Zadanie pisemne:
Odpowiedz krótko na pytania do tekstu o polskiej misji w Afganistanie.
1. Ilu żołnierzy zginęło tuż przed Bożym Narodzeniem i co zniszczyło ich pojazd?
2. Z jakiego na jaki ma się zmienić charakter misji polskiego kontyngentu w 2012 r.?
3. Co według znawców tematu może zakończyć tę wojnę?

Podany tekst:
Gdy giną nasi

Obecność w Afganistanie ma dziś tylko jedno uzasadnienie: polityczny wkład w przyszłość NATO, od którego zależy nasze bezpieczeństwo. Argumenty o niesieniu wolności zweryfikowały realia.

27.12.2011

Czyta się kilka minut

18. batalion desantowo-szturmowy z Bielska-Białej, stacjonujący w bazie Warrior na południu prowincji Ghazni. Żołnierze czekają na śmigłowiec, którym rozpoczną podróż do Polski. Afganistan, 10 października 2009 r. / fot. Damian Kramski / Agencja Gazeta /
18. batalion desantowo-szturmowy z Bielska-Białej, stacjonujący w bazie Warrior na południu prowincji Ghazni. Żołnierze czekają na śmigłowiec, którym rozpoczną podróż do Polski. Afganistan, 10 października 2009 r. / fot. Damian Kramski / Agencja Gazeta /

Pytania o sens tej misji pojawiają się z pewną regularnością: wtedy, gdy zginie kolejny żołnierz. Zwykle jeden, czasem dwóch. Teraz, tuż przed Bożym Narodzeniem, zginęło pięciu; ich pojazd rozerwała przydrożna bomba. W ten sposób liczba Polaków, którzy polegli w Afganistanie, zbliża się do 40; do tego trzeba doliczyć kilkuset, których udział w operacji trwale okaleczył, fizycznie lub duchowo.

Zaklinanie rzeczywistości

Gdy giną żołnierze, głos zabierają politycy. Słuchając jednego z parlamentarzystów PSL - pomińmy nazwisko - można było odnieść wrażenie, że ubolewa on głównie nad tym, iż śmierć "zepsuła" Boże Narodzenie. Z kolei prezydent RP sugerował (może niechcący, ale tak wyszło), że gdy w 2012 r. misja polskiego kontyngentu zmieni charakter z "bojowego" na "szkoleniowy", żołnierze będą bezpieczniejsi. Może Bronisław Komorowski chciał uspokoić opinię publiczną (bo chyba nie żołnierzy w Afganistanie), ale nie zmienia to faktu, że zwierzchnik sił zbrojnych zaklinał rzeczywistość.

W następnych dwóch-trzech latach w Afganistanie nie będzie lepiej ani bezpieczniej. Dla przeciwnika - jakkolwiek go nazwiemy: talibami, zbrojną opozycją, "warlordami" - nie ma znaczenia, jak nazwiemy polski kontyngent: "stabilizacyjnym" bądź "szkoleniowym". Trwa wojna, a perspektywa roku 2014 będzie skłaniać przeciwnika do nasilenia ataków. Teoretycznie mógłby czekać, aż sto kilkadziesiąt tysięcy żołnierzy - Niemców, Francuzów, Brytyjczyków, Włochów, Polaków itd. - opuści Afganistan. Mógłby oszczędzać siły i ograniczyć się do sporadycznych ataków, aby przypominać o swej obecności, bo to podnosi jego notowania w toczących się po cichu negocjacjach z afgańskim rządem i Amerykanami. Znawcy tematu twierdzą, że tylko takie porozumienie może zakończyć tę wojnę.

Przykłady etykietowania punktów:

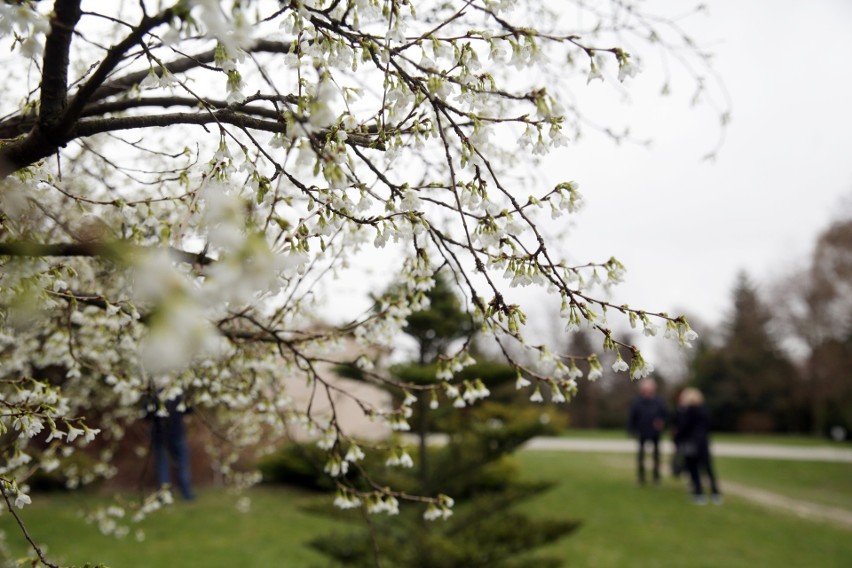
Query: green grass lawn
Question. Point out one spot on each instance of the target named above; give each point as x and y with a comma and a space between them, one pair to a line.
209, 532
622, 524
627, 526
818, 482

Odpowiedź do zadania:
1. Zginęło pięciu żołnierzy, a ich pojazd rozerwała przydrożna bomba.
2. Z „bojowego” na „szkoleniowy”.
3. Tylko porozumienie zawarte w toczących się po cichu negocjacjach przeciwnika z afgańskim rządem i Amerykanami.